3.1 Subjectivity Lexicons
A subjectivity lexicon is a predefined list of words associated with emotional context such as positive/negative. Subjectivity lexicons are typically short (a few thousand words), but work because of Zipf’s law which holds that the nth-ranked item in a frequency table has a frequency count equal to 1/n of the top-ranked item. So infrequently used words are used very infrequently.
There are three common sentiment lexicons. Bing is common for polarity scoring, AFINN for emotion classification. NRC is a less common option for emotion classification.
Bing classifies words as positive or negative.
bing <- tidytext::get_sentiments("bing") %>%
# remove dups
filter(!word %in% c("envious", "enviously", "enviousness"))
bing %>%
count(sentiment) %>%
adorn_totals() %>%
flextable::flextable() %>%
flextable::autofit()
sentiment | n |
---|---|
negative | 4,778 |
positive | 2,002 |
Total | 6,780 |
AFINN, by Finn Arup Nielsen, associates words with a manually rated valence integer between -5 (negative) and +5 (positive).

- [REQUIREMENTS]:
A – In the text on subjectivity lexicons, what range of valence integers does AFINN assign to words?
B – Continue the text on subjectivity lexicons from the point where it ends.

- [PROVIDED MATERIAL]:

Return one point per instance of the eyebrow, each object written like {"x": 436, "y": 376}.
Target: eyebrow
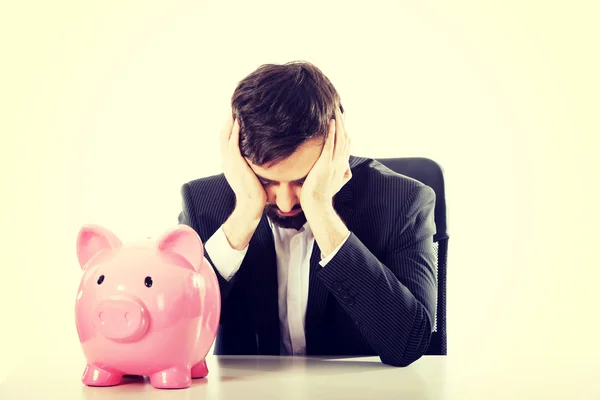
{"x": 263, "y": 179}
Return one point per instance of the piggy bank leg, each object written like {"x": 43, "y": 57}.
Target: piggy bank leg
{"x": 172, "y": 378}
{"x": 200, "y": 370}
{"x": 96, "y": 376}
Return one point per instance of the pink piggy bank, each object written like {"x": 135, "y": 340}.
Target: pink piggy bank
{"x": 149, "y": 308}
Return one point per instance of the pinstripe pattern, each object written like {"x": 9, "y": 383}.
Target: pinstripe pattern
{"x": 377, "y": 296}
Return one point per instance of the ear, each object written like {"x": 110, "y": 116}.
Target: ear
{"x": 185, "y": 242}
{"x": 93, "y": 239}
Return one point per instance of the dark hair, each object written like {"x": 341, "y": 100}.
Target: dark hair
{"x": 279, "y": 107}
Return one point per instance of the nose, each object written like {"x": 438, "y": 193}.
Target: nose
{"x": 120, "y": 318}
{"x": 286, "y": 198}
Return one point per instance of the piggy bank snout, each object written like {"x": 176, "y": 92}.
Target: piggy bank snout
{"x": 120, "y": 318}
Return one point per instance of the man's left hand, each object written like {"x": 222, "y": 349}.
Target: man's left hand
{"x": 331, "y": 171}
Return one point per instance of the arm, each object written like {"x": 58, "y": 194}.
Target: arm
{"x": 225, "y": 255}
{"x": 393, "y": 301}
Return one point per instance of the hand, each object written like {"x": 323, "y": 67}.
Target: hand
{"x": 331, "y": 171}
{"x": 249, "y": 192}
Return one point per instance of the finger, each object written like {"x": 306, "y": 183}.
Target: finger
{"x": 234, "y": 141}
{"x": 340, "y": 136}
{"x": 330, "y": 141}
{"x": 226, "y": 132}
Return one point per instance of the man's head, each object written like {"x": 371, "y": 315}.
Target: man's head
{"x": 284, "y": 112}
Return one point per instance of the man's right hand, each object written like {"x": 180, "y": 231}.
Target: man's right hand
{"x": 249, "y": 193}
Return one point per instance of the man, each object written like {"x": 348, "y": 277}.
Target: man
{"x": 317, "y": 252}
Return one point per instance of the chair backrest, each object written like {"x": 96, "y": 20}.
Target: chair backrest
{"x": 431, "y": 174}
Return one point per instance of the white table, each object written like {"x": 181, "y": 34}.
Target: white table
{"x": 244, "y": 378}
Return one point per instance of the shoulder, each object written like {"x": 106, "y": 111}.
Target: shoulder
{"x": 375, "y": 185}
{"x": 207, "y": 202}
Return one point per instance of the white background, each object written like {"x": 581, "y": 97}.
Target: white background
{"x": 107, "y": 108}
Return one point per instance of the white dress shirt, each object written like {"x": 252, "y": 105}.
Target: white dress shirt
{"x": 293, "y": 249}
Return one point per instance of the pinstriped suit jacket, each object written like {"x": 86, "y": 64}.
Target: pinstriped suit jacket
{"x": 378, "y": 294}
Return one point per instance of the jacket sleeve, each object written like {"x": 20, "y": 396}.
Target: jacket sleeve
{"x": 392, "y": 301}
{"x": 188, "y": 217}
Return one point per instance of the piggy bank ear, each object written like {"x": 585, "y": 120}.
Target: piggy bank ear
{"x": 185, "y": 242}
{"x": 93, "y": 239}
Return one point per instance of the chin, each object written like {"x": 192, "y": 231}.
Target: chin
{"x": 293, "y": 222}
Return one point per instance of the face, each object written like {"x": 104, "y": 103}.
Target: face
{"x": 283, "y": 184}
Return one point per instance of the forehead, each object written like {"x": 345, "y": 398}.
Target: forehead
{"x": 293, "y": 168}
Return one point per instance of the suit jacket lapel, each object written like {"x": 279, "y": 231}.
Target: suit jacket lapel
{"x": 318, "y": 293}
{"x": 263, "y": 265}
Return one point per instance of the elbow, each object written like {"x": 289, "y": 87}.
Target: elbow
{"x": 402, "y": 361}
{"x": 407, "y": 352}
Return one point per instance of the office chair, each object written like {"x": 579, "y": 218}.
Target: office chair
{"x": 431, "y": 174}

- [SOLVED TASKS]:
A – From -5 (negative) to +5 (positive).

B –
afinn <- tidytext::get_sentiments("afinn")
afinn %>%
count(value) %>%
adorn_totals() %>%
flextable::flextable() %>%
flextable::autofit()
value | n |
---|---|
-5 | 16 |
-4 | 43 |
-3 | 264 |
-2 | 966 |
-1 | 309 |
0 | 1 |
1 | 208 |
2 | 448 |
3 | 172 |
4 | 45 |
5 | 5 |
Total | 2,477 |
NRC lexicon associates words with eight emotions corresponding to the second level of Plutchik’s Wheel of Emotions and two sentiments (negative and positive). NRC was created by manual annotation on a crowd sourcing platform (see this).
nrc <- tidytext::get_sentiments("nrc")
nrc %>%
count(sentiment) %>%
adorn_totals() %>%
flextable::flextable() %>%
flextable::autofit()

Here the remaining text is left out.